§ What you will do:
Write out the following lines word for word, with no changes.

----

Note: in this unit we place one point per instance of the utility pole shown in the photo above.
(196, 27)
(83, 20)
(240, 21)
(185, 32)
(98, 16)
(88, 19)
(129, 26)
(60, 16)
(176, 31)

----

§ Full solution:
Note: in this unit we place one point per instance of the utility pole shown in the photo above.
(196, 27)
(83, 20)
(240, 21)
(185, 32)
(98, 16)
(88, 19)
(129, 26)
(60, 16)
(176, 31)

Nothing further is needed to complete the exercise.